Extract every line in the entries below that contains the word "black".

§ §

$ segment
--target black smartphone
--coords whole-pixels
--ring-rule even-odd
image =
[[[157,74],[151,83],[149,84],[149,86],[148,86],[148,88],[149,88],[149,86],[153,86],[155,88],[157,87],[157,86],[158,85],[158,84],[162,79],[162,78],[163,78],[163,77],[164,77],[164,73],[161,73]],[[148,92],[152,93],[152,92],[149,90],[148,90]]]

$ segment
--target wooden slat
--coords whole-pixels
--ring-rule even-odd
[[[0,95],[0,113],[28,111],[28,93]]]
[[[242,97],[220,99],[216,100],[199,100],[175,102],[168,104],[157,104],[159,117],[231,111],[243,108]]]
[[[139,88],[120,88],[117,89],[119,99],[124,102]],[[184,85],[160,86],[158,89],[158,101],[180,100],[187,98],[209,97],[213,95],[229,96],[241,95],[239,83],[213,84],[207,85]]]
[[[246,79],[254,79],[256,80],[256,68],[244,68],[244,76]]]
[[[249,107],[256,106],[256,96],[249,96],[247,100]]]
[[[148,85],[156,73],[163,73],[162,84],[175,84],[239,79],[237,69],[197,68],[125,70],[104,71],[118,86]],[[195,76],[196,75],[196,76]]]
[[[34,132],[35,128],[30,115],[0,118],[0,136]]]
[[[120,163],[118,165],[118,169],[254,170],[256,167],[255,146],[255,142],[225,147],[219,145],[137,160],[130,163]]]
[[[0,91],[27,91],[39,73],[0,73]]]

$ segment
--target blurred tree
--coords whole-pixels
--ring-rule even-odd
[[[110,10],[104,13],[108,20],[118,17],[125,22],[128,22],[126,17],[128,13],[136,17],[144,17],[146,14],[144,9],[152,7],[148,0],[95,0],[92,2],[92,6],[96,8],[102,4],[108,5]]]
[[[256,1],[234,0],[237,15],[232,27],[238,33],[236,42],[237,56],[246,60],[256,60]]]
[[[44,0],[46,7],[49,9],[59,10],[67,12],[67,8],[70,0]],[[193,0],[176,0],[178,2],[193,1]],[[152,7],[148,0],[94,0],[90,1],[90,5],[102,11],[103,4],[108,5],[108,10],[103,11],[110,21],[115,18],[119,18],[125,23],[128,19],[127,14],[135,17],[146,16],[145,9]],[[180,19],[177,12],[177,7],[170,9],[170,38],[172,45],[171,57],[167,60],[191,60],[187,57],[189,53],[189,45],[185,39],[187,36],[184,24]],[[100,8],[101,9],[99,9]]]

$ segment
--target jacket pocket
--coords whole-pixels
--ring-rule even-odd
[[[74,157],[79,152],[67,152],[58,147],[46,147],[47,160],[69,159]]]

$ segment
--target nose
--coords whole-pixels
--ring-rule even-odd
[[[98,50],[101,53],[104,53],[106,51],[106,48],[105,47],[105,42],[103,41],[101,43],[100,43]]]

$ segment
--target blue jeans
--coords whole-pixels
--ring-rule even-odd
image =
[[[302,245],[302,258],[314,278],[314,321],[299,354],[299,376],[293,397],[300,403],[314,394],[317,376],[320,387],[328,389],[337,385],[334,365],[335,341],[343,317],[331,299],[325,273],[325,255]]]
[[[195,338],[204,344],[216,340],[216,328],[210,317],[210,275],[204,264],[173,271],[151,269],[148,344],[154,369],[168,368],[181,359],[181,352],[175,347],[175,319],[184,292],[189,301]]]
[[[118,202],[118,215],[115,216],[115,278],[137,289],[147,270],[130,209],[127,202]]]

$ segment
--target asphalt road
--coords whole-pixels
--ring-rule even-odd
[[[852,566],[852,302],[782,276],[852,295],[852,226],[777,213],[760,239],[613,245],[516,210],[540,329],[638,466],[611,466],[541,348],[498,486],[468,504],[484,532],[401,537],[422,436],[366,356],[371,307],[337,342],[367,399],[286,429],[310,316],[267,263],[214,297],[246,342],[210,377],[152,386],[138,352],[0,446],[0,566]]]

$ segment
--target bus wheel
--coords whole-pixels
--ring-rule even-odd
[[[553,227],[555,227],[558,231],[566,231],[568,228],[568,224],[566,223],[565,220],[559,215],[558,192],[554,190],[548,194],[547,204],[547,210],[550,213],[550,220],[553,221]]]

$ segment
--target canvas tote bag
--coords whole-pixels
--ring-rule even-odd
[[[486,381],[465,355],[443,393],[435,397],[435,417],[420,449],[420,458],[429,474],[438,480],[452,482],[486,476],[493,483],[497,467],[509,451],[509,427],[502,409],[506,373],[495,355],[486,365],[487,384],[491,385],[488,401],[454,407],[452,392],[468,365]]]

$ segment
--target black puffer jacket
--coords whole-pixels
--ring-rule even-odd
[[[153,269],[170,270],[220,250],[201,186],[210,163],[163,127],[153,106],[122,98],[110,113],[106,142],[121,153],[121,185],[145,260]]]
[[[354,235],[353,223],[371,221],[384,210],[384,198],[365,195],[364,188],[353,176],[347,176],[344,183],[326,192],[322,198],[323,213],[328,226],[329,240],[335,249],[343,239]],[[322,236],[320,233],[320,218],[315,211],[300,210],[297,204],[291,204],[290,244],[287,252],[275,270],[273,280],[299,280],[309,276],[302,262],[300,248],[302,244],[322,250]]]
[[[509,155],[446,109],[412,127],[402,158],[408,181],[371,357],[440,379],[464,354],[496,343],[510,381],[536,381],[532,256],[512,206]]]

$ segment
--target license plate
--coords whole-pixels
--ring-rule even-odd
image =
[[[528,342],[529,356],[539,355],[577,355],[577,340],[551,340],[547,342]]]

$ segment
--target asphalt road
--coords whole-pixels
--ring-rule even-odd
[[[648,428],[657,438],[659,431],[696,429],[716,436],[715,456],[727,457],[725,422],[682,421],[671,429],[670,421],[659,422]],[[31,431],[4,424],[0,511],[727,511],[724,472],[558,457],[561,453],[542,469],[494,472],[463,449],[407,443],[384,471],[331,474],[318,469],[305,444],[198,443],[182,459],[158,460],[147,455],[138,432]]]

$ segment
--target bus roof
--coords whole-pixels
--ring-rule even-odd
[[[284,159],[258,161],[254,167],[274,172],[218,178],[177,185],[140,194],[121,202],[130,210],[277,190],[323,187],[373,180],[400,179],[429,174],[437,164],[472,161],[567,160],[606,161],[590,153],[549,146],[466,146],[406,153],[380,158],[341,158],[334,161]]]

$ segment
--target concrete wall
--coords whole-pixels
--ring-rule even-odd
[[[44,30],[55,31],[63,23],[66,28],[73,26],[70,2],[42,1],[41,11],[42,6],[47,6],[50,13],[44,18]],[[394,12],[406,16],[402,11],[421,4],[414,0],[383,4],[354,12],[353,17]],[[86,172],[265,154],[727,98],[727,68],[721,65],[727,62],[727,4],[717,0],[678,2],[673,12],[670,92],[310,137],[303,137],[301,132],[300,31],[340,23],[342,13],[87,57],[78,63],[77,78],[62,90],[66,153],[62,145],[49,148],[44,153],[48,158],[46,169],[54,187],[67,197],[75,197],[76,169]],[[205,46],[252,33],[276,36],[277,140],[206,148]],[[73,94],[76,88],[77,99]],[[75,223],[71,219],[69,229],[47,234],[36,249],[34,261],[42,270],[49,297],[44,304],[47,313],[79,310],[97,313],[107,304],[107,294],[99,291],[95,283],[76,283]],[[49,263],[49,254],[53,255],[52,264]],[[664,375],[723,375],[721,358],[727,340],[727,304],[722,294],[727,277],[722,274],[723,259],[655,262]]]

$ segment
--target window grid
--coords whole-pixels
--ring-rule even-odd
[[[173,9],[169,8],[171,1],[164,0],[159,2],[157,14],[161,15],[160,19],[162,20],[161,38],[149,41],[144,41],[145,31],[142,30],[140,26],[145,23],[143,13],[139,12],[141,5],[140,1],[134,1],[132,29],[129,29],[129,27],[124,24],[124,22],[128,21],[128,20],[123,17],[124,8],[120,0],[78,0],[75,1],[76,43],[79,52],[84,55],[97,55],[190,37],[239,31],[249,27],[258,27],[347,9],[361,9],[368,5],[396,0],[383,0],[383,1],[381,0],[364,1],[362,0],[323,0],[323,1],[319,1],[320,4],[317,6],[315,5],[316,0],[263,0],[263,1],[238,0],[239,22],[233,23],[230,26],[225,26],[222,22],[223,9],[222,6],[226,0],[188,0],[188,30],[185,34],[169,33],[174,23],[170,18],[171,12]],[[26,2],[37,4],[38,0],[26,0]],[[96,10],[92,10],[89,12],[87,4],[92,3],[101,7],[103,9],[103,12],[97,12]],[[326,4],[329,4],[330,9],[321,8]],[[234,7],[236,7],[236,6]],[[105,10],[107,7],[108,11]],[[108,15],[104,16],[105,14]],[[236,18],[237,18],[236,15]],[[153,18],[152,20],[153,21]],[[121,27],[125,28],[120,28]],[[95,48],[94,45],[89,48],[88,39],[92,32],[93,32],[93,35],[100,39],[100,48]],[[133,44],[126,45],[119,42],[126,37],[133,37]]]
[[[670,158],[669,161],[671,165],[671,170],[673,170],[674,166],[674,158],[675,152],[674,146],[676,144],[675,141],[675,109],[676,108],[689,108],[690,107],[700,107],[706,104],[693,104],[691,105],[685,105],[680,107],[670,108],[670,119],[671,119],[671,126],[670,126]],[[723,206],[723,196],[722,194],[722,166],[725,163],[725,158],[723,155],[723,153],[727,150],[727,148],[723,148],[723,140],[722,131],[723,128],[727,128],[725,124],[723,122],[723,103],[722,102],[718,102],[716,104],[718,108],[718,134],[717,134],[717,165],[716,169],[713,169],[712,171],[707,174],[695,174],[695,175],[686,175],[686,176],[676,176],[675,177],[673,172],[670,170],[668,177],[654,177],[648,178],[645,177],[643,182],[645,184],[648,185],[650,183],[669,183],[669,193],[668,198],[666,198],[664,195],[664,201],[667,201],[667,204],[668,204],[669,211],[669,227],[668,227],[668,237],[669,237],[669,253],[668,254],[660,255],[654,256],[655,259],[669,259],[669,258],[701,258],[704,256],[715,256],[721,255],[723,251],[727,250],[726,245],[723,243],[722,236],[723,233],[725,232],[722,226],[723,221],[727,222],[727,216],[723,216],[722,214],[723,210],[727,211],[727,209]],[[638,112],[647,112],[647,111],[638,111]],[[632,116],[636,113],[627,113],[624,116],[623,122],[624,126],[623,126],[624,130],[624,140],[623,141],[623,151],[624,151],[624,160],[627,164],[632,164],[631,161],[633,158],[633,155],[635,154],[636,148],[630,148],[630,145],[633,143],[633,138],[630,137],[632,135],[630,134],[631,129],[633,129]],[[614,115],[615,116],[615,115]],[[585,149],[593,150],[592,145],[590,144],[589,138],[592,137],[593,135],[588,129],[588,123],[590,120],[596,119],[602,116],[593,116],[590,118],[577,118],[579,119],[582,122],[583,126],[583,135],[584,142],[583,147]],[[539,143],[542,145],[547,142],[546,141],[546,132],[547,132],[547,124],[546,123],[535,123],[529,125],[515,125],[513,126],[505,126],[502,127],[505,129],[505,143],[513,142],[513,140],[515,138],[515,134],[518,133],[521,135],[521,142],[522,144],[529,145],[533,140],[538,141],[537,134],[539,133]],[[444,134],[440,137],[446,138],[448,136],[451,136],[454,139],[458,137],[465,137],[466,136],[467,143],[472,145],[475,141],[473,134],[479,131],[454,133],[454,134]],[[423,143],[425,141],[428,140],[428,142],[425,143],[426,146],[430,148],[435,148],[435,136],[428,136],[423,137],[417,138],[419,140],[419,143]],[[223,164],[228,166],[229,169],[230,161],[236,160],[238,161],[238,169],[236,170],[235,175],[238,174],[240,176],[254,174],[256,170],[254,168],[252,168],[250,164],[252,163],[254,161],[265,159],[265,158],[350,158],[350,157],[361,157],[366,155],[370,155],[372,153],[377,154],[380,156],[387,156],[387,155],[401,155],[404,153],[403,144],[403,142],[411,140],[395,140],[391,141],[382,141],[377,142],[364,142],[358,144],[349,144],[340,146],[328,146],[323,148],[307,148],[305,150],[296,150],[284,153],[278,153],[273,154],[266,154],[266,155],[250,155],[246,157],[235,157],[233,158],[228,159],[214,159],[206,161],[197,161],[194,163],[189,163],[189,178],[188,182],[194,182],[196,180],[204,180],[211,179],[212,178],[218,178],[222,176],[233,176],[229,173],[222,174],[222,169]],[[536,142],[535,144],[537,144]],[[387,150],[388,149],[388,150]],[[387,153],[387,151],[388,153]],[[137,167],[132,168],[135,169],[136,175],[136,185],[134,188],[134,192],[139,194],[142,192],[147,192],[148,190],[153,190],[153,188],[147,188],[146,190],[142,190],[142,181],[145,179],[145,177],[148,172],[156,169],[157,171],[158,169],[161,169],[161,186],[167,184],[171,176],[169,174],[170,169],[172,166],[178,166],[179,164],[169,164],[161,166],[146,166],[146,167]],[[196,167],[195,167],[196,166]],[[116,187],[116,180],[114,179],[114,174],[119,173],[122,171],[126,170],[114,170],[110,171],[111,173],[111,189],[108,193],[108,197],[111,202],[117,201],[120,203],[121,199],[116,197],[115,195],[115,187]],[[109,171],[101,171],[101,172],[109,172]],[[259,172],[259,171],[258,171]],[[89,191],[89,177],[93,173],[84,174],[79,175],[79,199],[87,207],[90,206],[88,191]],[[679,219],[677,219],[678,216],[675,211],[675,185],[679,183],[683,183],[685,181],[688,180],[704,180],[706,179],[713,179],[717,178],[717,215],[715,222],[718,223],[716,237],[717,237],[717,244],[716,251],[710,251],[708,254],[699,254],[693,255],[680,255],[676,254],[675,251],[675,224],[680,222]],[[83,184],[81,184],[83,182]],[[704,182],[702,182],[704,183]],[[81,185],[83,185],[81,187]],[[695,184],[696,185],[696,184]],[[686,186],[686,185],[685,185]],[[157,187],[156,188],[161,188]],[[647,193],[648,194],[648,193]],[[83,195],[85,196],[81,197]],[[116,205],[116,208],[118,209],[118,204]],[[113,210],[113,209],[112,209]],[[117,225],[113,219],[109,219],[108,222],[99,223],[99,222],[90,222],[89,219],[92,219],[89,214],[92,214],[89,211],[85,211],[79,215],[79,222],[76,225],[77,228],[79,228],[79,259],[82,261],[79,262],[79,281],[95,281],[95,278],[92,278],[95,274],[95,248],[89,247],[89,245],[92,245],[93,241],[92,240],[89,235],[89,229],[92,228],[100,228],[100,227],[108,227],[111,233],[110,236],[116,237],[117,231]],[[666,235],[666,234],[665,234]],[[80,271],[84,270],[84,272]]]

§ §

ANSWER:
--target black smartphone
--target black puffer jacket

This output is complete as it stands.